▶ What this exercise asks
#1 According to the Mandelson interview excerpt, who put the "Big Society" narrative into David Cameron's hands or head?
#2 Extend the Mandelson interview excerpt, picking up right after its last sentence.

▶ Document section
· · · · · · ·
Did you, like Gordon, put your head in your hands when you heard it? “I didn’t have time to put my head in my hands.”
I must say, having spent weeks with Blair, Brown and, indeed, Cameron over the past year or so that all three men are enjoyable company. But there is certainly a different atmosphere between Blair and Brown; the Tigger and Eeyore of new Labour. The former, with his fabled optimism, really is a sunny, energising presence; whereas Brown is fascinating, but even when he seems positive there is a slight undertow of melancholia.
“Tony does make you feel jolly. He’s quite an upbeat person,” Mandelson agrees. “I mean, Tony is not somebody who by and large gets angry, loses his temper and kicks the furniture. He can be quite chilly and disapproving but he’s not somebody who would ever fall into a great trough of despair.
“The only time during all the years I’ve known Tony when he got discombobulated was on personal things — attacks on his family or Cherie or when his integrity was called into question.”
Cameron, says Peter Mandelson, is “very amicable, with a lively sense of humour. He’s a bit like Tony in that sense. He’s jolly. But essentially what defines David Cameron is that he’s a rather patrician Tory. He’s neither a Thatcherite nor a One Nation Tory; Chris Patten and others like that had quite a philosophical view of Conservatism — what it stood for and what it should do for all the people in the country. I don’t think David Cameron has an ideology. He has views. He has attitudes and he has some prejudices.
“He has a certain ‘born to rule’ thing about him; a sense of entitlement — somebody who thinks that he would be good at governing and being Prime Minister. Indeed, I always remember the Editor of The Daily Telegraph telling me, a year ago, when they had Cameron to dinner, the first question they asked him was, ‘Well, why do you want to be prime minister?’ And he said, ‘Because I think I’d be good at it.’
Now that’s not bad as a sort of first answer but if it’s all the answer you have . . .” He goes on: “That doesn’t mean to say that he’s a bad politician. I think he’s actually rather a good politician — but he is excessively political in a sense. He has values but he doesn’t have a set of fixed, political beliefs that flow from a particular political outlook or philosophy.
“I mean, what is his view of the role of government or the State or markets? Does he really believe, as the ‘Big Society’ implied, that government should just get out of the way and let people organise their schools and hospitals as they wish? I don’t believe he actually thought that through. I don’t think he invested a great deal of time in it. It was a marketing device. It was a narrative that was put into his hands or head by Steve Hilton [his director of strategy]. He could see the political appeal of it because it was neither wholly the State or wholly the market; it was his version of the Third Way. But, under examination, it was like sand disappearing through your fingertips.”
Last September, Mandelson told the journalist Bryan Appleyard, when asked whether he would put his assets to work under the Tories, that “in the right conditions and on the right basis I probably would”. And he followed this up with a vintage Mandelsonian line or two — sounding like something out of a Powell and Pressburger film — about the importance of heeding the call to serve his country. But now, when I put the same question to him, he responds as though I am mad.
· · · · · · ·
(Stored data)
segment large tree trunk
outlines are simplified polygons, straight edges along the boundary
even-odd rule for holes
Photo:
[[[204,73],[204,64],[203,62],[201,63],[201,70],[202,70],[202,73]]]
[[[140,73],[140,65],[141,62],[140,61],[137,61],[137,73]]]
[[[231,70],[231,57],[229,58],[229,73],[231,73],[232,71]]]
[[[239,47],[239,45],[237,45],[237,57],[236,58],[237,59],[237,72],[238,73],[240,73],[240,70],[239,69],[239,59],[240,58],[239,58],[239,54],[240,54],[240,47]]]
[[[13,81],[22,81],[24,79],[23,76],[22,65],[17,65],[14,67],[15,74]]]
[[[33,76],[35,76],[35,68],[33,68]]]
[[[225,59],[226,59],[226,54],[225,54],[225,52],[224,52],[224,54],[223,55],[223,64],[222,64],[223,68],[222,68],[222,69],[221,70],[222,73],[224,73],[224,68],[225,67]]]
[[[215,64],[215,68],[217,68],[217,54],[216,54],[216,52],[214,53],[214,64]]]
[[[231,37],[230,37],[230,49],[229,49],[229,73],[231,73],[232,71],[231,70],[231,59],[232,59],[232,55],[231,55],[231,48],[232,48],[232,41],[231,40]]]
· · · · · · ·
▶ Responses to the tasks
#1 Steve Hilton, Cameron's director of strategy.

#2
“David Cameron?” he asks incredulously. “The Prime Minister? What would he do with me?” This batting back of a question with a barrage of his own questions, presumably in order to destabilise the questioner, is also very Mandelson. Anyway, he now says, “I don’t think I’m quite his flavour of the month. Or the year.” I ask him what he is going to do with himself now that he has finished his book — or, to be strictly accurate, finishing, since Mandelson was still writing it when we met. Have you got a job lined up? “Nope, I don’t have a job. I have absolutely no idea, as I sit here talking to you, how I’m going to earn my living after August.”
Do you feel that you’ve achieved your political potential? “No,he says in a rather aggrieved tone. Do you feel fulfilled? “For the time being, but” — he laughs at the absurdity of the notion — “but not otherwise, no! I feel young! [He will be 57 in October.] I felt as if I was really in my stride when I was a minister. I hated leaving because I felt that I knew what I was doing. I enjoyed it. I mobilised and rallied people and I think that I had the right policies that now seem to be falling to the Tories’ sword, one way or another.”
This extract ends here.